Directions
From the line with "One dot marks each instance of the window on" down to the final line of the material below, quote every line exactly and leave out all lines before it.

## START Provided material

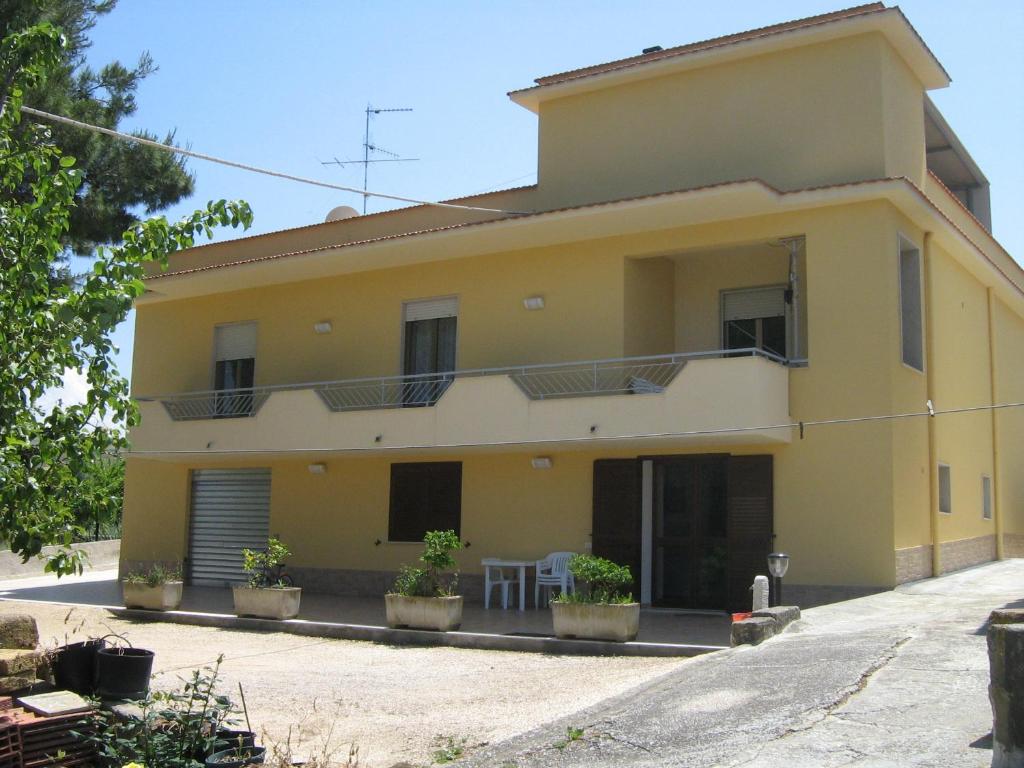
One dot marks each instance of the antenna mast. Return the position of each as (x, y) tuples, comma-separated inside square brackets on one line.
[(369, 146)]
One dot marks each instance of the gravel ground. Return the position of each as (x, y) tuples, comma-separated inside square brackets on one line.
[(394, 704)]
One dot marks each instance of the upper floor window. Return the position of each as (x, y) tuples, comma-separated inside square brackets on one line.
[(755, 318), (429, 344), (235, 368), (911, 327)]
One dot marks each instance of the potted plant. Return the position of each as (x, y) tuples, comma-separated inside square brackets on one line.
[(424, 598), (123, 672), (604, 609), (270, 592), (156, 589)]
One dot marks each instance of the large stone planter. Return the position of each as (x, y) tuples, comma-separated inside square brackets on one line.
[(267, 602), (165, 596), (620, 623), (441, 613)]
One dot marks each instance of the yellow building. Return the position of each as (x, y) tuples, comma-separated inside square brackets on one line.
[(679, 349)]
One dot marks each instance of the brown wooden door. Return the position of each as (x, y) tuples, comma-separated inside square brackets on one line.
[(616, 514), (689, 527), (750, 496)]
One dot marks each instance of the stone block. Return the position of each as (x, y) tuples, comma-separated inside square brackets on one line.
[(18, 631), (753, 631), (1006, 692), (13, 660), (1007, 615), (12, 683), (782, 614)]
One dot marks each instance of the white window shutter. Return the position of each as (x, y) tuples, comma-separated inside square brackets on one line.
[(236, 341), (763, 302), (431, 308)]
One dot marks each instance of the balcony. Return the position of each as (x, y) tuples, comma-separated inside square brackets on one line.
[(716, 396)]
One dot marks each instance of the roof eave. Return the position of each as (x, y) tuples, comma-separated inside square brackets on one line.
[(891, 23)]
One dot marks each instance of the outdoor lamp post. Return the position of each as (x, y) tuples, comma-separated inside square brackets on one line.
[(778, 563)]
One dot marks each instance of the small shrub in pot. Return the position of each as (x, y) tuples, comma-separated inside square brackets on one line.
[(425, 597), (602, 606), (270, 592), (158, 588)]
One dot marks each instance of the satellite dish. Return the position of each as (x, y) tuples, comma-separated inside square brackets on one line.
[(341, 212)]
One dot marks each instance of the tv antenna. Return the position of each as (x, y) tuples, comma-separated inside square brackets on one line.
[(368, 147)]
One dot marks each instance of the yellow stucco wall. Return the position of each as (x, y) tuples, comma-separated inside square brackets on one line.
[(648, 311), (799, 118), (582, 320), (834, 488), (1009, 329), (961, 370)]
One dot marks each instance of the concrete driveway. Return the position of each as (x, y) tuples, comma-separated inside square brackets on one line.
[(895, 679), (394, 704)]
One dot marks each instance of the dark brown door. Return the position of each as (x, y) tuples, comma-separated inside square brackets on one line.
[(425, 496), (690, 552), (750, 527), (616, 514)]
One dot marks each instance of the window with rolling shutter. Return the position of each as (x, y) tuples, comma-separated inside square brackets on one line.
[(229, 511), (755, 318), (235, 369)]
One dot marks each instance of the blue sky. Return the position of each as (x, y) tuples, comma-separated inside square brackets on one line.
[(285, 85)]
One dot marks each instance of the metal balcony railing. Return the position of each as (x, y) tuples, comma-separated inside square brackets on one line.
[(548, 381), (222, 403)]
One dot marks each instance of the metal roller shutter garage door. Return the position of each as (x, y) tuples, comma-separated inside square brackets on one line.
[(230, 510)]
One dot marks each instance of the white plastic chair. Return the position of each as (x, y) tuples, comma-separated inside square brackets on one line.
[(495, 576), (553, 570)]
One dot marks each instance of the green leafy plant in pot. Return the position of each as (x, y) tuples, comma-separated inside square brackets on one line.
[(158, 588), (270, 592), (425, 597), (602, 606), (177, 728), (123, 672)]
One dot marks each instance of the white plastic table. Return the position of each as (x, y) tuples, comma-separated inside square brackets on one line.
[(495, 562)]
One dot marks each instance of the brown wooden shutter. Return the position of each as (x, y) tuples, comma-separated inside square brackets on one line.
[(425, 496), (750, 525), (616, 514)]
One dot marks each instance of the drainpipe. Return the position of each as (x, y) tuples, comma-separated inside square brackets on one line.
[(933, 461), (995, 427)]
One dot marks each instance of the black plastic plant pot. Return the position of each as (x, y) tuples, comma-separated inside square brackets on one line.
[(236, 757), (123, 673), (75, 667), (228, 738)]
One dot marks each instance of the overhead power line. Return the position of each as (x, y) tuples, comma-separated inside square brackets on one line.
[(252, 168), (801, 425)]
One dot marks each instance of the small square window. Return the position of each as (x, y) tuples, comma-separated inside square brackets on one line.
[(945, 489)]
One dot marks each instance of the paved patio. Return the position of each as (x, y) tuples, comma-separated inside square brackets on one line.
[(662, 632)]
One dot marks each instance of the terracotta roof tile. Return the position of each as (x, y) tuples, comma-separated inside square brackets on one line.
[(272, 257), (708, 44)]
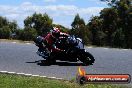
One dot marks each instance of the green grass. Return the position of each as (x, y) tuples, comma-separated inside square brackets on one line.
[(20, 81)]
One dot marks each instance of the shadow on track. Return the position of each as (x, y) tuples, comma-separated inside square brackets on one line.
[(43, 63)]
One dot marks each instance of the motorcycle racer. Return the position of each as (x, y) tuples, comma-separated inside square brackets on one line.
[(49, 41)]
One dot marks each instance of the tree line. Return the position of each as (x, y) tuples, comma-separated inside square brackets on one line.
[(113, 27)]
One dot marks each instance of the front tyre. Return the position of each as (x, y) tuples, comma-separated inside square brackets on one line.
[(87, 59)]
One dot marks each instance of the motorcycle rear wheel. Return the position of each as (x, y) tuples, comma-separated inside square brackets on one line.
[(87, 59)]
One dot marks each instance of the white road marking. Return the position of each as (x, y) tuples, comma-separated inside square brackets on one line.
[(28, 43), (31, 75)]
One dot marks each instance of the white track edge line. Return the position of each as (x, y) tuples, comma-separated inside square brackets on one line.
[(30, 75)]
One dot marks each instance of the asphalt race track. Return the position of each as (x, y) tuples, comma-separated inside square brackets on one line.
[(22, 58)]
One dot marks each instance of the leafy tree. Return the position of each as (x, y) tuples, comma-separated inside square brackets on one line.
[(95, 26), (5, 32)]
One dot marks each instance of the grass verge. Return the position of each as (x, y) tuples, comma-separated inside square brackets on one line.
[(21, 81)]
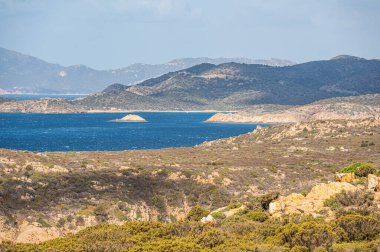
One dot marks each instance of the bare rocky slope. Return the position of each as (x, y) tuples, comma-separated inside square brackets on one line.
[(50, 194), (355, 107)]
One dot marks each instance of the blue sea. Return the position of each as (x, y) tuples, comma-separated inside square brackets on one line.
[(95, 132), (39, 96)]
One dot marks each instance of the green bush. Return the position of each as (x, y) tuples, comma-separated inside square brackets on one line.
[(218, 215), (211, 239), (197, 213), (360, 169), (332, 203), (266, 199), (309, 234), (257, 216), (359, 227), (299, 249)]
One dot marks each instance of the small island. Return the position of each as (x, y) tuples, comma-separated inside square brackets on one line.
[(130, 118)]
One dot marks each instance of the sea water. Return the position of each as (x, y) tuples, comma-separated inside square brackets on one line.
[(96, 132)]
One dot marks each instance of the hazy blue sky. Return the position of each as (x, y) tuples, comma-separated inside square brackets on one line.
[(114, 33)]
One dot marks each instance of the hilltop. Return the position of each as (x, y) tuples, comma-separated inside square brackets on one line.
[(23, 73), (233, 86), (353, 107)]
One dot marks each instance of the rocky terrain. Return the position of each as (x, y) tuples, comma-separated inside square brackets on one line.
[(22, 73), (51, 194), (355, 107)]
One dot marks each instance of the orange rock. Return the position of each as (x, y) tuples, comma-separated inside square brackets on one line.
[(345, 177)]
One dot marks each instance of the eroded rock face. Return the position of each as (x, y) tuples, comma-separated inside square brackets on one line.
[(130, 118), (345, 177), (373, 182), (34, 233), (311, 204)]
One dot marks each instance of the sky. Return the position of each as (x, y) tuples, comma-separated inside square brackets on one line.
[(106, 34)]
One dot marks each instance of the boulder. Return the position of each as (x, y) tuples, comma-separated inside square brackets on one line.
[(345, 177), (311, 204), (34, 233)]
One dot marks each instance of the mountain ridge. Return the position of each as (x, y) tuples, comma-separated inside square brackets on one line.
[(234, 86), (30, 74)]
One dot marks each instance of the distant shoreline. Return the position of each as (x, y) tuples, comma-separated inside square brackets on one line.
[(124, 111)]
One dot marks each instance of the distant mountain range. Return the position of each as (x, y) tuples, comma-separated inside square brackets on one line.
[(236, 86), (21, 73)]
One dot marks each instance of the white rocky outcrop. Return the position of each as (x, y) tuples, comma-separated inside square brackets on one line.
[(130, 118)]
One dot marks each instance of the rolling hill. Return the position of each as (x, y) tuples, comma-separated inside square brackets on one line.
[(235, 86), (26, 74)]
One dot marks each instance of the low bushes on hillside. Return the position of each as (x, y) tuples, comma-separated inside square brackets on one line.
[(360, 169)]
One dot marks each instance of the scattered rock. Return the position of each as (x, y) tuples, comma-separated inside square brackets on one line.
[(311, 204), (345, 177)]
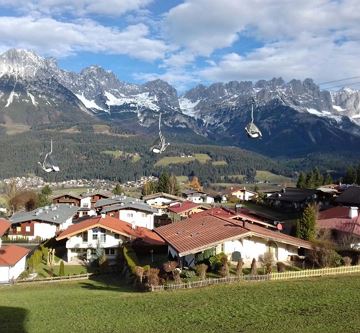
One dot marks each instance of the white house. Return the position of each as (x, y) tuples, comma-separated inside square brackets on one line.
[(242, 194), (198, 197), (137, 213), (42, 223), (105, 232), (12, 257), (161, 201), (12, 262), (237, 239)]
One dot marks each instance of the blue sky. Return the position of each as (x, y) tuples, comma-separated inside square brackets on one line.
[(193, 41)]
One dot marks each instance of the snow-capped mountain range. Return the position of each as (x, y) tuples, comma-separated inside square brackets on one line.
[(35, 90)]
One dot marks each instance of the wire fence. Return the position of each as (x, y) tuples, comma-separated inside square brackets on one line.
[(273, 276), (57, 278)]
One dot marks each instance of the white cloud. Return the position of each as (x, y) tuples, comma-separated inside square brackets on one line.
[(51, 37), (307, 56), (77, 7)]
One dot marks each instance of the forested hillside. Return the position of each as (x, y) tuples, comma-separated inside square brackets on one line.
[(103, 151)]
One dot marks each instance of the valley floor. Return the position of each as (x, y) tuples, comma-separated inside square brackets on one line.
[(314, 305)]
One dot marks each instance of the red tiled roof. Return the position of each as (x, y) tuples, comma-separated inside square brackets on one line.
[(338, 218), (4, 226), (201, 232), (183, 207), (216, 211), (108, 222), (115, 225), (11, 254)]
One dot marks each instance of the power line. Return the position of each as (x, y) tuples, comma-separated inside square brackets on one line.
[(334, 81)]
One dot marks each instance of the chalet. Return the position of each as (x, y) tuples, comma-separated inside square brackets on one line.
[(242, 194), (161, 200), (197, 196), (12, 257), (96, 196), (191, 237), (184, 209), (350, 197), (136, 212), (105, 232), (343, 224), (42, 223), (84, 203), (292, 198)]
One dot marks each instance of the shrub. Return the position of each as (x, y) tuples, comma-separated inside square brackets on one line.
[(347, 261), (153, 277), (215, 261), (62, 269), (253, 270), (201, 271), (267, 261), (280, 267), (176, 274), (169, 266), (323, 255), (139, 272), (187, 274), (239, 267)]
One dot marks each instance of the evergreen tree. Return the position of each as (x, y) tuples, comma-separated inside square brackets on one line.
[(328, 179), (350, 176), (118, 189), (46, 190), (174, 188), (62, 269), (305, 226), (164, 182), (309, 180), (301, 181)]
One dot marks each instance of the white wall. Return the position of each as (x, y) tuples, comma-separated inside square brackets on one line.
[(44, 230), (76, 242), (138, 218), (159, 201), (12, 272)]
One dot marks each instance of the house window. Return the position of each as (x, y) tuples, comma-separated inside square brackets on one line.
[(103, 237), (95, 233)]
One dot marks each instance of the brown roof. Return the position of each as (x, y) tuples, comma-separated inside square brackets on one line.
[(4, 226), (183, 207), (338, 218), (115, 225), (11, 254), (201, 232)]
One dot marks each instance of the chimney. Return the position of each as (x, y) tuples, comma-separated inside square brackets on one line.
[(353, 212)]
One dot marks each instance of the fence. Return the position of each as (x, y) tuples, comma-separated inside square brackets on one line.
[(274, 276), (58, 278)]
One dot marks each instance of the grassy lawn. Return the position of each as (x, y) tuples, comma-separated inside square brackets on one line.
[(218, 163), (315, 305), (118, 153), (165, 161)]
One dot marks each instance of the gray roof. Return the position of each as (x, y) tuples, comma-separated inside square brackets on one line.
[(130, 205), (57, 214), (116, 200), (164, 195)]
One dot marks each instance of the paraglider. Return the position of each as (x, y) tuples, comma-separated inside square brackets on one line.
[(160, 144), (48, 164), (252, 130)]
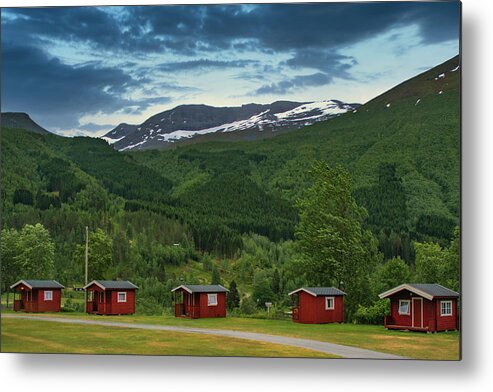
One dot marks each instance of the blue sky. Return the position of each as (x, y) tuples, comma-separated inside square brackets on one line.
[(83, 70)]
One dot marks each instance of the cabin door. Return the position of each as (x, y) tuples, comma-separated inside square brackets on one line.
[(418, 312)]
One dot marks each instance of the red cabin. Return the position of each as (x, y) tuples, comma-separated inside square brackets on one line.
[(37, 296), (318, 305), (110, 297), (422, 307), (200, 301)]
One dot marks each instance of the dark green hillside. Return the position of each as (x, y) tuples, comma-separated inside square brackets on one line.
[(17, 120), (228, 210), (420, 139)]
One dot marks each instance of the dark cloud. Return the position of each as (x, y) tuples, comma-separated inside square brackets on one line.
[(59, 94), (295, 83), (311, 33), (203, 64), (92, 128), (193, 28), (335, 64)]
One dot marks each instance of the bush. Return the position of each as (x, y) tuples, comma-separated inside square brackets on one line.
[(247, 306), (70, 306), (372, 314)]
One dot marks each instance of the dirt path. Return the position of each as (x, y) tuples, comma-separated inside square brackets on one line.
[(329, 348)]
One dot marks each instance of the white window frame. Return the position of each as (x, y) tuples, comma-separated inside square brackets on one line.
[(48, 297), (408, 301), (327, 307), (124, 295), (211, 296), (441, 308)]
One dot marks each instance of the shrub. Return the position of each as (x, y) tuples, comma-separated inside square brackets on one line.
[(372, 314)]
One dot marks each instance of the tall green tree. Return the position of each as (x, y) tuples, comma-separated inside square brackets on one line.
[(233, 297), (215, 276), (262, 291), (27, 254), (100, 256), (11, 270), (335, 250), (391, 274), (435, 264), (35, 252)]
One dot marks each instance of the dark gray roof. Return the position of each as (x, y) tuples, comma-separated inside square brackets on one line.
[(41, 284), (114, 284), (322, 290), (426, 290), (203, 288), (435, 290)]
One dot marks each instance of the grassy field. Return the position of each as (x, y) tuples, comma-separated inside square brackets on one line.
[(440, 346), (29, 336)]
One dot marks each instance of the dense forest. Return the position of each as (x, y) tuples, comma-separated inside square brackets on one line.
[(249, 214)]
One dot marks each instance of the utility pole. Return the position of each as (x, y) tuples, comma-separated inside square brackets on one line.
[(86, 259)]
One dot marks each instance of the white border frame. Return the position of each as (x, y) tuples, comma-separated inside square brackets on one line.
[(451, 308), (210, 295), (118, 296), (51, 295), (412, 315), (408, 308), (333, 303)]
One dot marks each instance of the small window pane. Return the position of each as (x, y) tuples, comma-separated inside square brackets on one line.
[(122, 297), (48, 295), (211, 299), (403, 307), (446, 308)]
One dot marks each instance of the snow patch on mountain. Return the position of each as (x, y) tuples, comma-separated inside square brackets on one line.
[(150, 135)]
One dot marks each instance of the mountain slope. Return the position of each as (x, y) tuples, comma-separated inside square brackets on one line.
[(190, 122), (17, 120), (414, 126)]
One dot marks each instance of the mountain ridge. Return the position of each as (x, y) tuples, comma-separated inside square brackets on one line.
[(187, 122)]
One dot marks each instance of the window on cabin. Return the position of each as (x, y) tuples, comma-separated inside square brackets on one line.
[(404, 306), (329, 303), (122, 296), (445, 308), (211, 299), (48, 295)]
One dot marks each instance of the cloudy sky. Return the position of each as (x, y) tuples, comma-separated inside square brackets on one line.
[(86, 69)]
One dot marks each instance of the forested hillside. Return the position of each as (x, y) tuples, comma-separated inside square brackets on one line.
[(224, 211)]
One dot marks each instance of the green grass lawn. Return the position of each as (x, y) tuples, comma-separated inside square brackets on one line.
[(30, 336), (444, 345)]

## END Provided material

Exercise solution
One dot marks each instance of the window on cabin. Return the position of each as (x, y) tuples, comma-separated inside square brackets on one line.
[(404, 306), (329, 303), (122, 296), (445, 308), (211, 299), (48, 295)]
One dot marks each instance of the cloudy sky. Return the position of each as (x, y) tuples, comma-separated inside square brackets on one line.
[(86, 69)]
One dot marks each instance of the forested hillside. Return the position of each as (x, y) tuples, comma-separated inside square brackets on one line.
[(224, 211)]
One dot marks each instance of the green grass lawn. Return the position of each as (x, y) tuples, comma-separated inside square brackets on one line.
[(30, 336), (444, 345)]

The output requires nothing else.